Llama la atención que Punch desde joven parecía destinado a la
gris existencia de un joven rico, no muy inteligente, apocado, heredero de la
fortuna familiar y lejos de las prendas del periodista. En 1955 fue a las
carreras de autos de Le Mans. Uno de los pilotos perdió el control y su bólido
invadió las tribunas, con un saldo de 82 muertos. Punch, no sabemos si triste, horrorizado
o al borde de un infarto, se retiró del circuito… y no se le ocurrió hablar a su
periódico para pasar la nota.
Era tímido, ensimismado y
no se sentía a gusto entre las ruidosas, vanidosas y frecuentemente fatuas
personalidades de los reporteros y articulistas que se saben miembros de un gran periódico. Ilustra su carácter
lo que le dijo a su hermana Ruth cuando asumió la presidencia de la empresa,
posición en la que nadie le daba muchas esperanzas: “He tomado mi primera
decisión ejecutiva: ¡no voy a vomitar!” Durante las siguientes décadas, sin
embargo, fue responsable de la modernización y expansión del rotativo. Invirtió
en nuevas tecnologías, enfrentó con aplomo terribles conflictos con el
sindicato, promovió secciones que en su momento parecían disparates
antiperiodísticos pero que resultaron fábricas de dinero pronto
imitadas.

DATOS PROPORCIONADOS>

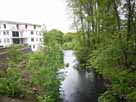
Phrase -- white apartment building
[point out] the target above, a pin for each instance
(21, 33)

CONSIGNA 1> Traduce al inglés esta oración del texto sobre Punch: "En 1955 fue a las carreras de autos de Le Mans."
CONSIGNA 2> Devuelve tal cual el fragmento del texto sobre Punch que va de "Llama la atención" a "pasar la nota.".
CONSIGNA 3> Retoma el texto sobre Punch y continúalo desde su última oración.

RESPUESTA 1> In 1955 he went to the car races at Le Mans.

RESPUESTA 2>
Llama la atención que Punch desde joven parecía destinado a la
gris existencia de un joven rico, no muy inteligente, apocado, heredero de la
fortuna familiar y lejos de las prendas del periodista. En 1955 fue a las
carreras de autos de Le Mans. Uno de los pilotos perdió el control y su bólido
invadió las tribunas, con un saldo de 82 muertos. Punch, no sabemos si triste, horrorizado
o al borde de un infarto, se retiró del circuito… y no se le ocurrió hablar a su
periódico para pasar la nota.

RESPUESTA 3>
Uno de los rasgos de su
carácter era que no por ser el dueño quería que lo obedecieran… pero insistía en
ser escuchado. Contrató a los profesionales más capaces y les dio toda la
libertad que exige esta profesión, con los riesgos políticos y sociales del
caso. Asistía regularmente a la junta editorial de primera plana pero sólo
escuchaba y tomaba nota. Cuando deseaba hablar con el director editorial u otro
funcionario, pedía una cita y aguardaba a ser recibido.
Pero lo que quiero
resaltar de este personaje es un episodio que lo separó de la mediocridad
anunciada: la publicación de un expediente ultra secreto que pasó al imaginario
popular como “los papeles (documentos) del Pentágono”. Debemos a su
determinación, valentía y claridad de su responsabilidad como editor el que esos
documentos hayan salido a luz pública. De alguna manera Punch Sulzberger hizo el mundo un poco
más seguro cuando derrotó la soberbia pretoriana del Pentágono y la Casa
Blanca.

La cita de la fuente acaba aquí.